What you will do:
A - Please copy the part of the FedSpace interview that opens with the words containing "Can you tell" and closes with "are your responsibilities?".
B - In the FedSpace interview, who asked the interviewee to join the site's senior team?
C - Rewrite the FedSpace interview paragraph beginning "It was rather a long, roundabout process" as a shorter version that keeps its main facts.

Extracted text:
============

Do you feel there is any disconnect between you and other players based on geographical location?
No, not really. I’ve never had any problems based on being in a different location from someone else. My FO lives in England. I have two DHs that live in South Africa, another in Scotland, and I have another DH who goes to school in the Cayman Islands, so I have crew spread out all over the world. We all get along and work together quite well. I’ve also had the chance to meet several players in person, both active and past members, some of them multiple times. I think the enjoyment of FedSpace and the community it creates surpasses any geographical differences we all might have.
What is in your FedSpace future, for yourself and for your character?
I hope to continue serving the site as CinC for many years to come. As for my character, it’s hard to say. I have a habit of changing PCs often, but I don’t have any plans to stop playing Adaran anytime soon. I enjoy playing hir too much right now, and there’s still a lot of room to explore hir character. I’ll probably always keep hir as a Captain though. That’s just where s/he best fits. Hir growth will be through character development rather than rank progression.
If there was one thing you would want everyone to know about you, what would that be?
That unlike my characters, I’m sane. Most of the time anyway.
Can you tell us how you became CINC?
It was rather a long, roundabout process. I became part of the site admin team about a year or so before taking on the CinC role. FAdm Benestead had become unable to take an active part as an admin, and President Beckett asked me to step up and become part of the senior team to fill the hole left by his departure. I was honored to have the chance to help guide the site, so I accepted. I worked behind the scenes in that role for quite some time until Benestead decided to officially retire. His public role as CinC then fell to me. Taking on the job publicly gave me the opportunity to be even more involved in the site, and I enjoy the role for that reason, despite the extra work it brings.
How do you define your position? What are your responsibilities?

============

Provided data:
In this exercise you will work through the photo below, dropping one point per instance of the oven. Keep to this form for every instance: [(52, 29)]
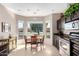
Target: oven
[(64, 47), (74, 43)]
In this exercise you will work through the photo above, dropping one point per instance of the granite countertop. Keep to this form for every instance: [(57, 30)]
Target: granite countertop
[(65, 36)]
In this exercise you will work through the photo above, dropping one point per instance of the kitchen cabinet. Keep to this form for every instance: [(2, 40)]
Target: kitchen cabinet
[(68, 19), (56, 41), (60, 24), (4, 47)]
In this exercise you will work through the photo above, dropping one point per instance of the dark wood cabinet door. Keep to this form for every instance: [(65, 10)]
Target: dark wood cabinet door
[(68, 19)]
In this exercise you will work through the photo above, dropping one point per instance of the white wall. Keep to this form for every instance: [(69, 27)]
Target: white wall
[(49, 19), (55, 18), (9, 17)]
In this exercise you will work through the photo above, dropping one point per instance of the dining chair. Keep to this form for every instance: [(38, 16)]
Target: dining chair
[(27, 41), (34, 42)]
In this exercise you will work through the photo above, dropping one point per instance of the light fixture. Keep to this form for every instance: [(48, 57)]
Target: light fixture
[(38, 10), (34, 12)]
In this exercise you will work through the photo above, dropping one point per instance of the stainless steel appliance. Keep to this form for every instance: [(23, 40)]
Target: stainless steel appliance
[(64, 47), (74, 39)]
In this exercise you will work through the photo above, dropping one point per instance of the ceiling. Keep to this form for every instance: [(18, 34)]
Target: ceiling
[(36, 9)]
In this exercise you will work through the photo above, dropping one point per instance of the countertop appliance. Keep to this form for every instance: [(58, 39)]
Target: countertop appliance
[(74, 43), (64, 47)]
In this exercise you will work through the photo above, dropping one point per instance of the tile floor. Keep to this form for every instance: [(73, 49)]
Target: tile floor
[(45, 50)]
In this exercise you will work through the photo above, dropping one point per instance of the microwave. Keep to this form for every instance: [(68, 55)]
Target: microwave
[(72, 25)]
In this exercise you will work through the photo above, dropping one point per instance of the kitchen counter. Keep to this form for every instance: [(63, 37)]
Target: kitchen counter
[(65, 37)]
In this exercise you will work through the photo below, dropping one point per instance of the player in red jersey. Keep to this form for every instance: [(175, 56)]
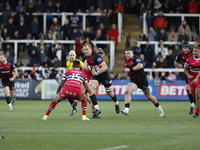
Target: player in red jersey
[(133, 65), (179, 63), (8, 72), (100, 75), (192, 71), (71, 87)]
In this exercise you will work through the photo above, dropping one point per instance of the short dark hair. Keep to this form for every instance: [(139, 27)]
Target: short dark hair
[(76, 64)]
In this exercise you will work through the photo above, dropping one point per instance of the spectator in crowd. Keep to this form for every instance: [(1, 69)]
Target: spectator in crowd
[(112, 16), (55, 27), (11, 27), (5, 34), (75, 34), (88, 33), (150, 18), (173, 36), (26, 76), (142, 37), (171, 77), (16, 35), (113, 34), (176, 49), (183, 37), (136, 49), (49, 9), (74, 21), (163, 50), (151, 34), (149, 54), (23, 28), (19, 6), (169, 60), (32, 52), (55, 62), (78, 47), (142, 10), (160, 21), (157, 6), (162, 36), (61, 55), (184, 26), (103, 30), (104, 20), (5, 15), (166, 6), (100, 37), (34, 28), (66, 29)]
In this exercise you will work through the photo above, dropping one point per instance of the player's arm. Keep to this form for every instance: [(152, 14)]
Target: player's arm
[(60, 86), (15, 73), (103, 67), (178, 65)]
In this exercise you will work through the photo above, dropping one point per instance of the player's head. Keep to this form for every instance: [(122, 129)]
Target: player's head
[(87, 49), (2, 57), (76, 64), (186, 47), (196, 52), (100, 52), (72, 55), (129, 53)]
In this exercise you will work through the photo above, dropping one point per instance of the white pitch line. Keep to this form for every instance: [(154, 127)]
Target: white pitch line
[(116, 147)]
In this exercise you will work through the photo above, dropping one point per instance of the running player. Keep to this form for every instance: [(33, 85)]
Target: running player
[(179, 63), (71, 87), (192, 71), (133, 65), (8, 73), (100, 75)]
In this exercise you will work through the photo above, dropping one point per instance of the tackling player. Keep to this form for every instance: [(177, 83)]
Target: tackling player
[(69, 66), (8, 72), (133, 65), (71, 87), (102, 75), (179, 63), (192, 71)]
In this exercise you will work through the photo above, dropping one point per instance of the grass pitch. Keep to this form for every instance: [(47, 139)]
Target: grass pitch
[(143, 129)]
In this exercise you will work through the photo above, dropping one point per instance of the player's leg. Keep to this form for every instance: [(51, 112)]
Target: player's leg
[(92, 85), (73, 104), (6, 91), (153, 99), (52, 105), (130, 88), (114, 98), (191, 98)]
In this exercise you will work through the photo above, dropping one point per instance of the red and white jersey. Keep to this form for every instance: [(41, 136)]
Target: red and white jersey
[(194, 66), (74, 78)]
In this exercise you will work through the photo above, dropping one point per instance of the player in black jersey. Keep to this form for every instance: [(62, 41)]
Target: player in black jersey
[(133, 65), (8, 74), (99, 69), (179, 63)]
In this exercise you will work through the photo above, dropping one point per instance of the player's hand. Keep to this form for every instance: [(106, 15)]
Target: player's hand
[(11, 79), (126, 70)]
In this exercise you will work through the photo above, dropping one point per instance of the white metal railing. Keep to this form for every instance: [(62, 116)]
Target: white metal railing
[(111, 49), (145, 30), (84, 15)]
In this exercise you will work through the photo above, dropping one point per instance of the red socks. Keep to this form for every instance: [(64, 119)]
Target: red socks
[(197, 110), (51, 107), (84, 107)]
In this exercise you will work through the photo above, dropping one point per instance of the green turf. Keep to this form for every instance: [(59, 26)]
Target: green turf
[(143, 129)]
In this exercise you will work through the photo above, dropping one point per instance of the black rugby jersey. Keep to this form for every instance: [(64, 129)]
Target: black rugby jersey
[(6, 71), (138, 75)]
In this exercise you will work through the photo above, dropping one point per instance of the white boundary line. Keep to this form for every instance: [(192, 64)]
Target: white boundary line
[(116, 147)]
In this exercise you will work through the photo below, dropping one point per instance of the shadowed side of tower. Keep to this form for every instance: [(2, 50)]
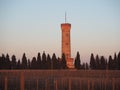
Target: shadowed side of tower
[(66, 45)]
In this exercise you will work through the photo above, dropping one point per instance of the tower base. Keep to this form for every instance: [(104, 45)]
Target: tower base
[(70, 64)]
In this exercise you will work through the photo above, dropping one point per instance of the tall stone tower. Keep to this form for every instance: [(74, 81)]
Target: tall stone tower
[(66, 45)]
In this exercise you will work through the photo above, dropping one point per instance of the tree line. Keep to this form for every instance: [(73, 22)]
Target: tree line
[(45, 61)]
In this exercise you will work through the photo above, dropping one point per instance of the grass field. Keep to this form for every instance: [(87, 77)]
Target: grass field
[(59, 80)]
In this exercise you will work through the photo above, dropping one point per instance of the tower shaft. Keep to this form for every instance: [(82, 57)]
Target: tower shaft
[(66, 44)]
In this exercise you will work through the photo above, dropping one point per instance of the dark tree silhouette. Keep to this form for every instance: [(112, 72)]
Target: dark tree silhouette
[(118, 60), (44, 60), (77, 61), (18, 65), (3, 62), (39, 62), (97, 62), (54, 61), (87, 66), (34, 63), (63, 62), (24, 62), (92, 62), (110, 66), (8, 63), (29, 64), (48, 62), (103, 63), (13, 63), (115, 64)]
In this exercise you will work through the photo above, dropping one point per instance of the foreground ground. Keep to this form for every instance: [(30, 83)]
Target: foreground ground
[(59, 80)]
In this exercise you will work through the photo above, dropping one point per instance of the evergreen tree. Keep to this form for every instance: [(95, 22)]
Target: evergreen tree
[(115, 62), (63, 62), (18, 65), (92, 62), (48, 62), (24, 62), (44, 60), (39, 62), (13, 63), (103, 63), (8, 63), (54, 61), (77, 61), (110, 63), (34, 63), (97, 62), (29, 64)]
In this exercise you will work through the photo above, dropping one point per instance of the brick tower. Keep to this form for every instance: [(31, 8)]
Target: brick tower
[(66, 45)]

============

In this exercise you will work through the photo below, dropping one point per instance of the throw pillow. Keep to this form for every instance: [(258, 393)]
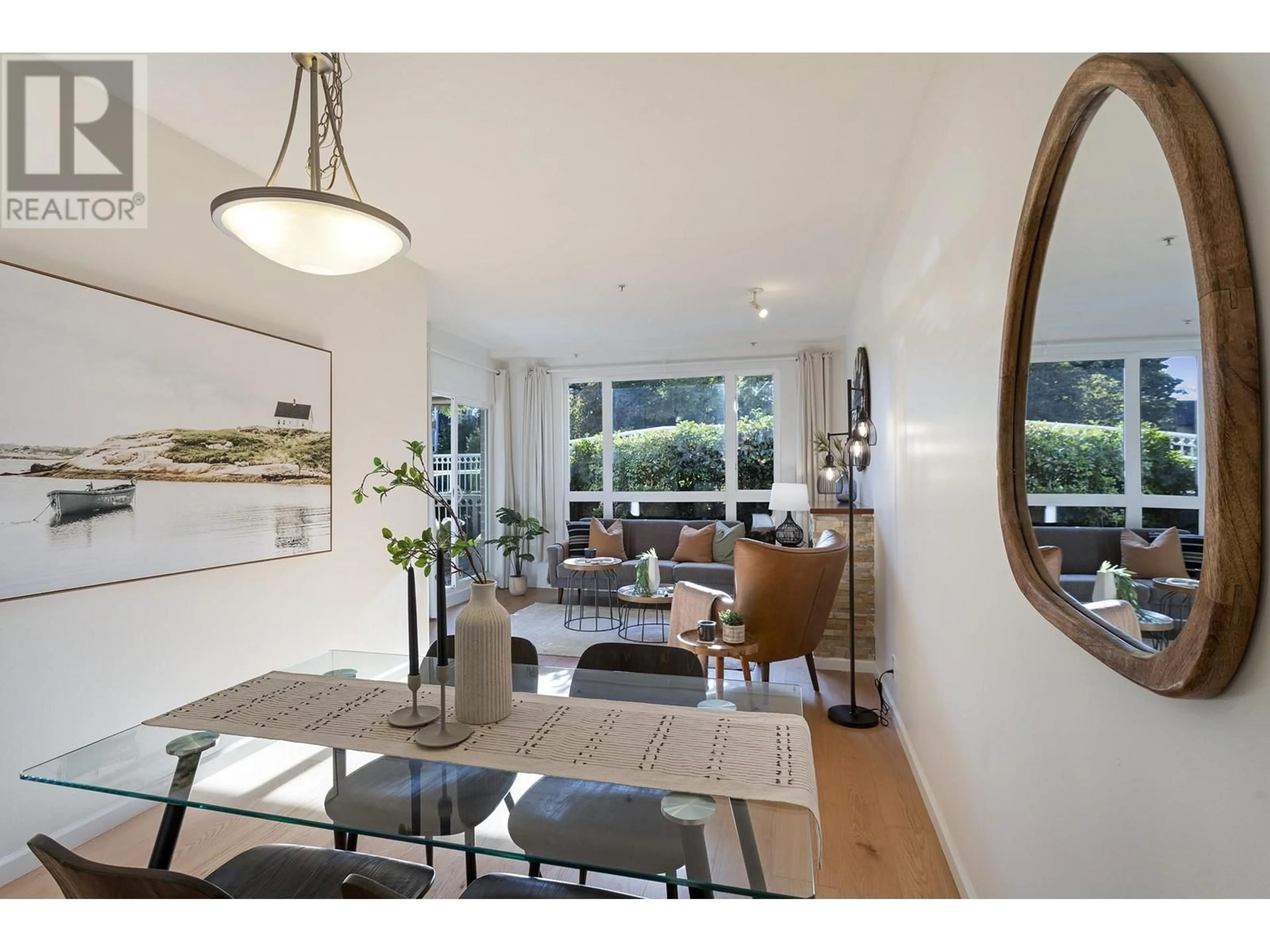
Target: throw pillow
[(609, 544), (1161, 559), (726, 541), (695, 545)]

============

Task-by-task answers:
A -
Can you tell us how you became CINC?
It was rather a long, roundabout process. I became part of the site admin team about a year or so before taking on the CinC role. FAdm Benestead had become unable to take an active part as an admin, and President Beckett asked me to step up and become part of the senior team to fill the hole left by his departure. I was honored to have the chance to help guide the site, so I accepted. I worked behind the scenes in that role for quite some time until Benestead decided to officially retire. His public role as CinC then fell to me. Taking on the job publicly gave me the opportunity to be even more involved in the site, and I enjoy the role for that reason, despite the extra work it brings.
How do you define your position? What are your responsibilities?

B - President Beckett.

C - Becoming CinC was a long, roundabout process. The interviewee joined the site admin team about a year before taking the role. When FAdm Benestead could no longer take an active part as an admin, President Beckett asked the interviewee to join the senior team, and the interviewee accepted. After working behind the scenes for some time, the interviewee took over the public CinC role when Benestead officially retired. The interviewee enjoys the greater involvement it brings despite the extra work.